▶ _EXERCISE PROMPT_
Please answer from the extract on SOCOTEC's staggered return to work: what tool is used to check temperatures?

[PAGE EXTRACT — start]

We have had to be more flexible with the staff who can’t work remotely, and for those returning to work after being furloughed, or having had time off, we have implemented a staggered return to work process, which includes:
- Pre-work health screening questionnaire
- Using an infrared thermometer to check temperatures
- Full COVID-19 risk assessment of work premises
- Drafting of SOCOTEC COVID-19 safe working practices
- Induction brief for returning staff
- Raising of signage and segregation of workstations / walkways / stairwells
- Sourcing essential Coronavirus protection measures, including hand sanitizer, HEPA filters for air con units and hand dryers, cloth face coverings, all in line with the requirements set out by the UK Government and Health and Safety Executive (HSE)
- Staggering shifts to monitor and control access and egress, enabling us to contact trace in the event of someone contracting the virus
The nature of SOCOTEC Monitoring’s work involves a great deal of time on-site. How have you adapted working practices to ensure safety on construction sites?
Our safety critical sites have remained operational throughout the pandemic, so maintaining a safe environment for our site technicians and project managers has been, and continues to be, key.

[PAGE EXTRACT — finish]
[SUPPLIED MATERIAL — start]

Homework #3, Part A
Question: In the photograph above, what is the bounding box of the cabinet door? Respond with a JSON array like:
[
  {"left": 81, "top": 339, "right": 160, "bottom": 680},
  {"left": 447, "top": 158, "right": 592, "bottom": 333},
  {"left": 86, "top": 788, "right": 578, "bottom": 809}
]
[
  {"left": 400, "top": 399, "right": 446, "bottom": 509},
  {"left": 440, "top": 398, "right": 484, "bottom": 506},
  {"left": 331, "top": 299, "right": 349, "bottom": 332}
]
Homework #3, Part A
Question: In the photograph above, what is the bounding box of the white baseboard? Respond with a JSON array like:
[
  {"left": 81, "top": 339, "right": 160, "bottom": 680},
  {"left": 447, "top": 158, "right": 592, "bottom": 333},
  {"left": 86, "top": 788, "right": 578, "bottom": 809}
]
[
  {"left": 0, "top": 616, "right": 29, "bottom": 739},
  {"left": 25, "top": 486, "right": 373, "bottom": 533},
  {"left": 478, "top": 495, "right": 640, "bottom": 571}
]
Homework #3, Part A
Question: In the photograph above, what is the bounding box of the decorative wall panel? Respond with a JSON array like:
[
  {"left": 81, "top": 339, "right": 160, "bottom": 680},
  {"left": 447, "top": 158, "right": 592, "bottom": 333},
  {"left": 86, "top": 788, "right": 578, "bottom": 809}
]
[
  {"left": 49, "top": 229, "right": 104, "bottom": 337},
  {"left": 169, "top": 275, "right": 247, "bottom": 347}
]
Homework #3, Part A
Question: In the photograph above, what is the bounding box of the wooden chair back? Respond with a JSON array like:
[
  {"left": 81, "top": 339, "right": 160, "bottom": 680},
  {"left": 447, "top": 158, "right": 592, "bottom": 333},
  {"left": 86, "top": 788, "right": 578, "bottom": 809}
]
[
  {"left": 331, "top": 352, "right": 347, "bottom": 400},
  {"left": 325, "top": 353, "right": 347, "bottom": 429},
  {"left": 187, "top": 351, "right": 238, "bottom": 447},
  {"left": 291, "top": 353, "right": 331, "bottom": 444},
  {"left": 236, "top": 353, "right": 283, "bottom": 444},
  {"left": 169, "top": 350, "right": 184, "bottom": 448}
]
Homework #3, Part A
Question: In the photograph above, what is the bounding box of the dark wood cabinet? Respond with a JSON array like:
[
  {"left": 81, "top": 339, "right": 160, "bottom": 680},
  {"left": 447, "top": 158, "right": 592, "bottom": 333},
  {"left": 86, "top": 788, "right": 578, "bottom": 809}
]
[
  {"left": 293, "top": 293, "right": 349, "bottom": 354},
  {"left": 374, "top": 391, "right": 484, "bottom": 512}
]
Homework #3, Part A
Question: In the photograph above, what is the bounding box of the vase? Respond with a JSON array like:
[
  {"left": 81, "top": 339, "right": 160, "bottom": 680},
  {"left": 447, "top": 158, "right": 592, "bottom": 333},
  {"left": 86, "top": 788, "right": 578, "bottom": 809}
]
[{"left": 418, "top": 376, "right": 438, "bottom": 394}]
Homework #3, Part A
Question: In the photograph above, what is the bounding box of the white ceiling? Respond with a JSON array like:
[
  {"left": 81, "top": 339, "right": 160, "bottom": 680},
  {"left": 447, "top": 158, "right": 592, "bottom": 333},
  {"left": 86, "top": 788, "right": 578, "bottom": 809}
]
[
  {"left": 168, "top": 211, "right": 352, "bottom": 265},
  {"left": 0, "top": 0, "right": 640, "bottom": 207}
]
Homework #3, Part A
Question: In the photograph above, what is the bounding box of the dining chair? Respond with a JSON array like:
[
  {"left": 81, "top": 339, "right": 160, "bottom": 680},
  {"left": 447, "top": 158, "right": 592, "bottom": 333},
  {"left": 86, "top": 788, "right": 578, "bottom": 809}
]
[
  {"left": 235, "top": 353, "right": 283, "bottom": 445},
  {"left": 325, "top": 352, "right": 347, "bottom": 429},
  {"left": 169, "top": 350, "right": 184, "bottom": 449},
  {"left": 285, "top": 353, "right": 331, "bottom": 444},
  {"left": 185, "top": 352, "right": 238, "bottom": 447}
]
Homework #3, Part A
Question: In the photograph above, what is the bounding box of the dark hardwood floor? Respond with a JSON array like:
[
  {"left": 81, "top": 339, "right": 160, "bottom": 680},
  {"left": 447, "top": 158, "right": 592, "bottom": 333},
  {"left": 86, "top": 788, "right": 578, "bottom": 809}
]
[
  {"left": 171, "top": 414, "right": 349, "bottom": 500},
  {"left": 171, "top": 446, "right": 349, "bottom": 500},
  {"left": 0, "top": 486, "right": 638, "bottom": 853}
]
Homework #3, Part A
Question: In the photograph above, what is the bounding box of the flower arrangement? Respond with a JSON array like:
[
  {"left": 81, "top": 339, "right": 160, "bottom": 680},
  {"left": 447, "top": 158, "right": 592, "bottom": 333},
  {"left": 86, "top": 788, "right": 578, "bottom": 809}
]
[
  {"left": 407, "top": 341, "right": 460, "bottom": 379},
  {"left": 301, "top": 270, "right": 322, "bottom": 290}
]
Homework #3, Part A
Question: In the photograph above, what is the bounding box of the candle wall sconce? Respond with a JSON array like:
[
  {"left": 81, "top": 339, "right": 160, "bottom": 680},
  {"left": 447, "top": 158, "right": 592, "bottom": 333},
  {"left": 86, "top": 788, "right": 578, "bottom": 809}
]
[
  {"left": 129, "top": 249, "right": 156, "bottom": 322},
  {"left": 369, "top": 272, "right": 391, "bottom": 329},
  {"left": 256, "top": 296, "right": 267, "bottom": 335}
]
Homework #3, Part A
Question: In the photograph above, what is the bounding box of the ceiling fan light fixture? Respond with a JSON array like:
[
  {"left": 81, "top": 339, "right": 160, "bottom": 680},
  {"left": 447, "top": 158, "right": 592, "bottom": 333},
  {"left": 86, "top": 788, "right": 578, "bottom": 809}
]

[SUPPLIED MATERIAL — finish]

▶ _ANSWER TO THIS TASK_
An infrared thermometer.